= Challenge =
Copy the material from the line with "white mineral specimen?" to the line with "(0, 91), (405, 420)", both ends included, keeping every line, requests among them. Multiply each coordinate in the answers by 1.5 and round to whole numbers, with halves going up, but leave the requests and their box format samples unchanged, and return only these lines.

<<<<

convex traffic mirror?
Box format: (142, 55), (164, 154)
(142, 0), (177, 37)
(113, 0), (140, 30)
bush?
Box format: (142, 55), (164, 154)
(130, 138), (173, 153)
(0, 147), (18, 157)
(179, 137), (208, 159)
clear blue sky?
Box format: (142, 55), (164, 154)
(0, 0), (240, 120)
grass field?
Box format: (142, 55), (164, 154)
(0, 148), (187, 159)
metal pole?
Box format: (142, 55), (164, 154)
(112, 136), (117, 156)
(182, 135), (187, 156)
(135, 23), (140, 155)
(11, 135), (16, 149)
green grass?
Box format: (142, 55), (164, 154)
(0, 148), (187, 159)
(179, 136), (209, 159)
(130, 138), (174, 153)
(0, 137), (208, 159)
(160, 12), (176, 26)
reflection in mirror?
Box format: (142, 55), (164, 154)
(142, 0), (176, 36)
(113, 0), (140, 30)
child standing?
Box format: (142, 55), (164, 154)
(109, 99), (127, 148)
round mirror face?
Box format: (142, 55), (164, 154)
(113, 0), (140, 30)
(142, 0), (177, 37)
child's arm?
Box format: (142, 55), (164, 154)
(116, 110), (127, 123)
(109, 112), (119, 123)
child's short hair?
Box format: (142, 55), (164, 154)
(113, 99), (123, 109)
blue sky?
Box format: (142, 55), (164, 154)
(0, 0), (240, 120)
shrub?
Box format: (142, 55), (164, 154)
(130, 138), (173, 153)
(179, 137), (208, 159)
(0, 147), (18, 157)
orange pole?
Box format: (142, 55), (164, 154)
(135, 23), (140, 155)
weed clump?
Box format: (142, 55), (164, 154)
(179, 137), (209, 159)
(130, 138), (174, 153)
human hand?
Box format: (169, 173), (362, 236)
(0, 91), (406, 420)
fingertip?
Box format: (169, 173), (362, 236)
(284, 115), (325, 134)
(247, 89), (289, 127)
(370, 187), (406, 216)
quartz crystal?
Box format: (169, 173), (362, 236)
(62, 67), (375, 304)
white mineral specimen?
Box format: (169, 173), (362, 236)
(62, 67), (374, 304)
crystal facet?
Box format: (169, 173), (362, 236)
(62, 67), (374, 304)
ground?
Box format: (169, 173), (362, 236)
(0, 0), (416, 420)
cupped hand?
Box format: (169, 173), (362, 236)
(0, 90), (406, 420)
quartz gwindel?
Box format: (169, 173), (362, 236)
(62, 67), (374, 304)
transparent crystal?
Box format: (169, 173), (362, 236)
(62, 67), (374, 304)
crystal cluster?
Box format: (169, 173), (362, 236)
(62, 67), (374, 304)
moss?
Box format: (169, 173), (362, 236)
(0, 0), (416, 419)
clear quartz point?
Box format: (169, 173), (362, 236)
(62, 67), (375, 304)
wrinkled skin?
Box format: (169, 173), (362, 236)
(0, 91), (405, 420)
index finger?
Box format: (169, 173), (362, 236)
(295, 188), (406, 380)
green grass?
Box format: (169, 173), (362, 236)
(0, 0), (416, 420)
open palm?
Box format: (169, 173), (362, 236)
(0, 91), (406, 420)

>>>>

= Exercise solution =
white mineral specimen?
Box format: (169, 173), (362, 236)
(93, 101), (561, 456)
crystal facet?
Box format: (169, 173), (362, 236)
(93, 101), (561, 456)
ground?
Box format: (169, 173), (362, 236)
(0, 0), (624, 630)
cupped hand?
Box format: (169, 173), (362, 236)
(0, 135), (609, 630)
quartz gwindel?
Box format: (169, 173), (362, 236)
(93, 101), (561, 456)
transparent crystal?
Box format: (169, 173), (362, 236)
(93, 101), (561, 456)
crystal cluster?
Box format: (169, 173), (362, 236)
(93, 101), (561, 456)
moss?
Box format: (169, 173), (362, 236)
(0, 0), (624, 629)
clear quartz point?
Box format: (169, 173), (362, 236)
(93, 101), (563, 456)
wrinkled skin?
Box format: (169, 173), (362, 236)
(0, 137), (608, 630)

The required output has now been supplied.